Task to complete - Could you repeat all of the entries below word for word, apart from the pictures?

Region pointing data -
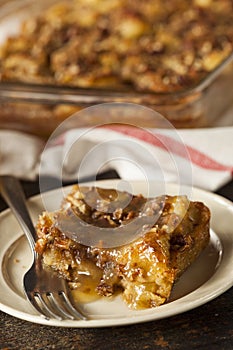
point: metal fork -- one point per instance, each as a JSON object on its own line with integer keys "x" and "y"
{"x": 48, "y": 294}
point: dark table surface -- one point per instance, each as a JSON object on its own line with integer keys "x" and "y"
{"x": 207, "y": 327}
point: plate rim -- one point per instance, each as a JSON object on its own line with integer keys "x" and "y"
{"x": 183, "y": 304}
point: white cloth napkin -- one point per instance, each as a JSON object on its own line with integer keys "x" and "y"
{"x": 199, "y": 157}
{"x": 19, "y": 154}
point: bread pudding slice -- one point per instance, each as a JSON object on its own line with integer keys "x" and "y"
{"x": 144, "y": 270}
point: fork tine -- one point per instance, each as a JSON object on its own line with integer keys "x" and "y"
{"x": 43, "y": 306}
{"x": 73, "y": 310}
{"x": 56, "y": 303}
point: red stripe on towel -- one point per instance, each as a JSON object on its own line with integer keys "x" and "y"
{"x": 171, "y": 145}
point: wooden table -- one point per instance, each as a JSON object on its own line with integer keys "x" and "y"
{"x": 207, "y": 327}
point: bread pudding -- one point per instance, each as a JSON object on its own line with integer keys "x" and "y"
{"x": 143, "y": 270}
{"x": 159, "y": 46}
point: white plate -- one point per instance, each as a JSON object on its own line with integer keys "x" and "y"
{"x": 208, "y": 277}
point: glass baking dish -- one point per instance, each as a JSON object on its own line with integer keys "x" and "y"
{"x": 40, "y": 108}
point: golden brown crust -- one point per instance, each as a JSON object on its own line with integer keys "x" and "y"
{"x": 146, "y": 269}
{"x": 149, "y": 45}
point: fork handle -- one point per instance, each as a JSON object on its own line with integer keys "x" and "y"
{"x": 13, "y": 194}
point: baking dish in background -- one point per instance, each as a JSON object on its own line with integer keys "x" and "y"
{"x": 40, "y": 107}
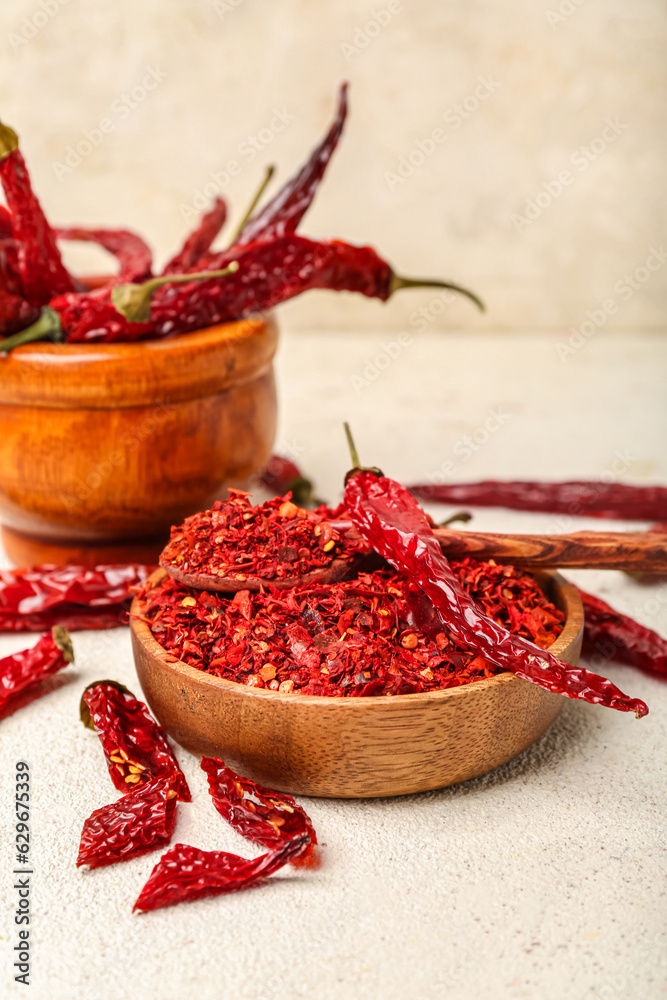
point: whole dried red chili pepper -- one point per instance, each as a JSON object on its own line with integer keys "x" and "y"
{"x": 135, "y": 747}
{"x": 390, "y": 520}
{"x": 41, "y": 588}
{"x": 43, "y": 273}
{"x": 139, "y": 822}
{"x": 199, "y": 241}
{"x": 133, "y": 253}
{"x": 266, "y": 817}
{"x": 282, "y": 476}
{"x": 267, "y": 274}
{"x": 21, "y": 670}
{"x": 187, "y": 873}
{"x": 375, "y": 634}
{"x": 282, "y": 215}
{"x": 73, "y": 617}
{"x": 621, "y": 501}
{"x": 615, "y": 636}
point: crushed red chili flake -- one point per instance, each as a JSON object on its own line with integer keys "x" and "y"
{"x": 372, "y": 635}
{"x": 274, "y": 541}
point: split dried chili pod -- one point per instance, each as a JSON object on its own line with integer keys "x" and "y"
{"x": 616, "y": 636}
{"x": 21, "y": 670}
{"x": 135, "y": 747}
{"x": 579, "y": 498}
{"x": 185, "y": 873}
{"x": 266, "y": 817}
{"x": 139, "y": 822}
{"x": 43, "y": 273}
{"x": 134, "y": 256}
{"x": 391, "y": 520}
{"x": 199, "y": 241}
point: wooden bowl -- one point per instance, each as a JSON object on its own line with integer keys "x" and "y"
{"x": 105, "y": 445}
{"x": 355, "y": 747}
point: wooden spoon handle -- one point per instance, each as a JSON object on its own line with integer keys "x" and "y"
{"x": 637, "y": 552}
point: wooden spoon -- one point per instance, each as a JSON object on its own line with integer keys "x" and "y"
{"x": 636, "y": 552}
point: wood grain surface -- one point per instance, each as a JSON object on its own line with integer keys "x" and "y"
{"x": 117, "y": 442}
{"x": 354, "y": 747}
{"x": 631, "y": 551}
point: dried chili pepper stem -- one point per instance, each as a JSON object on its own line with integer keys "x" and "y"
{"x": 134, "y": 301}
{"x": 266, "y": 180}
{"x": 462, "y": 516}
{"x": 47, "y": 327}
{"x": 9, "y": 140}
{"x": 397, "y": 283}
{"x": 354, "y": 455}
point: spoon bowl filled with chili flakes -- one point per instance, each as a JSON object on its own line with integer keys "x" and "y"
{"x": 335, "y": 684}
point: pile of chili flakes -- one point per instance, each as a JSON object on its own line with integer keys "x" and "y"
{"x": 274, "y": 541}
{"x": 372, "y": 635}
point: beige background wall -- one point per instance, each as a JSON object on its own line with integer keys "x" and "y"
{"x": 543, "y": 189}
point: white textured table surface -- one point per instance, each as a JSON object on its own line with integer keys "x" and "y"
{"x": 545, "y": 879}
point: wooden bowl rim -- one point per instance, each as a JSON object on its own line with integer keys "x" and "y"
{"x": 49, "y": 352}
{"x": 573, "y": 627}
{"x": 114, "y": 376}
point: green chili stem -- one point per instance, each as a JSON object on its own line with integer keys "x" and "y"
{"x": 354, "y": 455}
{"x": 47, "y": 327}
{"x": 133, "y": 301}
{"x": 397, "y": 283}
{"x": 270, "y": 170}
{"x": 356, "y": 466}
{"x": 9, "y": 141}
{"x": 461, "y": 515}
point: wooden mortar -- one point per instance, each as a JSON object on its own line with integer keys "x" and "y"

Answer section -
point: metal fork -- one point per instance, each as a JSON object on its own line with integer keys "x" and "y"
{"x": 48, "y": 294}
point: dark table surface -- one point per instance, each as a JSON object on its own line with integer keys "x" and "y"
{"x": 207, "y": 327}
point: plate rim -- one point per instance, each as a JSON object on its own line with integer keys "x" and "y"
{"x": 183, "y": 304}
point: white cloth napkin -- one point per instance, each as a JSON object on its own line with integer keys "x" and "y"
{"x": 199, "y": 157}
{"x": 19, "y": 154}
point: bread pudding slice -- one point per instance, each as a JSON object on its own line with integer keys "x" and "y"
{"x": 144, "y": 270}
point: fork tine -- one point per instance, each as a JSON object on its own line with integer keys "x" and "y"
{"x": 43, "y": 306}
{"x": 73, "y": 310}
{"x": 56, "y": 303}
point: red stripe on towel -- one point per instance, each as a JSON object on its own line with integer keys "x" and "y"
{"x": 171, "y": 145}
point: wooden table -- one point per instance, each as a JSON object on its own line with integer keys "x" and "y"
{"x": 207, "y": 327}
point: bread pudding -- one point per instance, each as a JSON object on its own line with integer keys "x" and "y"
{"x": 143, "y": 270}
{"x": 159, "y": 46}
point: white plate -- one point per instance, each as a JSON object on its own line with integer keys "x" and "y"
{"x": 208, "y": 277}
point: glass baking dish -- one point per instance, each as a JSON object on its own line with integer keys "x" and "y"
{"x": 40, "y": 108}
point: golden brown crust -- one point per instance, each as a JSON object on its own line with integer keys "x" and "y"
{"x": 146, "y": 269}
{"x": 149, "y": 45}
point: fork handle -- one point per instance, each as a JSON object on its own line with integer keys "x" and "y"
{"x": 13, "y": 194}
point: baking dish in background -- one point per instance, each as a JSON object on its own line with integer keys "x" and "y"
{"x": 40, "y": 107}
point: whole dried red chili pepper -- one point per instance, each as a JSON object on its own line with integer keys "x" and "y"
{"x": 135, "y": 747}
{"x": 390, "y": 520}
{"x": 41, "y": 588}
{"x": 43, "y": 273}
{"x": 139, "y": 822}
{"x": 199, "y": 241}
{"x": 133, "y": 253}
{"x": 266, "y": 817}
{"x": 282, "y": 476}
{"x": 267, "y": 274}
{"x": 21, "y": 670}
{"x": 187, "y": 873}
{"x": 375, "y": 634}
{"x": 282, "y": 215}
{"x": 73, "y": 617}
{"x": 621, "y": 501}
{"x": 615, "y": 636}
point: crushed red chili flake -- one point per instance, each as a JSON object on its own line with integer keys "x" and "y"
{"x": 372, "y": 635}
{"x": 274, "y": 541}
point: split dried chili pod -- one point per instance, each as a JSON object on its own line with integer keys "x" and "y"
{"x": 616, "y": 636}
{"x": 21, "y": 670}
{"x": 135, "y": 747}
{"x": 579, "y": 498}
{"x": 185, "y": 873}
{"x": 266, "y": 817}
{"x": 139, "y": 822}
{"x": 43, "y": 273}
{"x": 134, "y": 256}
{"x": 391, "y": 520}
{"x": 199, "y": 241}
point: wooden bowl -- one point per instance, each as a JSON object on its own line with integer keys "x" and "y"
{"x": 105, "y": 445}
{"x": 355, "y": 747}
point: wooden spoon handle -- one point per instance, each as a JSON object on its own line with integer keys "x" and "y"
{"x": 637, "y": 552}
point: wooden spoon -- one point per instance, each as a JSON object on its own line with integer keys "x" and "y"
{"x": 636, "y": 552}
point: wood grain surface -- one point per instance, each as a JSON object on its own line with integer keys "x" and "y"
{"x": 117, "y": 442}
{"x": 354, "y": 747}
{"x": 631, "y": 551}
point: dried chili pepper stem -- one point per instance, each as a JSON object on its own line with integer keys "x" and "y"
{"x": 134, "y": 301}
{"x": 266, "y": 180}
{"x": 462, "y": 516}
{"x": 47, "y": 327}
{"x": 9, "y": 140}
{"x": 397, "y": 283}
{"x": 354, "y": 455}
point: spoon bowl filled with chili flakes -- one point per instance, each as a JSON object on its own line with integer keys "x" and "y"
{"x": 335, "y": 684}
point: pile of chili flakes -- one point per instance, each as a JSON object on its own line with integer keys "x" and "y"
{"x": 274, "y": 541}
{"x": 372, "y": 635}
point: beige background wall -- one point per instance, each as a JSON object on its own line with integer keys "x" and "y"
{"x": 543, "y": 189}
point: white textured table surface -- one point per instance, each as a JSON object on its own line with integer keys "x" and "y"
{"x": 545, "y": 879}
point: wooden bowl rim -- one point per instance, each as a JSON object on its own line with integer keys "x" and "y"
{"x": 49, "y": 352}
{"x": 573, "y": 627}
{"x": 114, "y": 376}
point: green chili stem -- one point per instance, each as a JSON object on its own line with integer keys "x" and "y"
{"x": 354, "y": 455}
{"x": 47, "y": 327}
{"x": 133, "y": 301}
{"x": 397, "y": 283}
{"x": 270, "y": 170}
{"x": 356, "y": 466}
{"x": 9, "y": 141}
{"x": 461, "y": 515}
point: wooden mortar -- one point per instance, each as a JSON object on its own line with integer keys "x" and "y"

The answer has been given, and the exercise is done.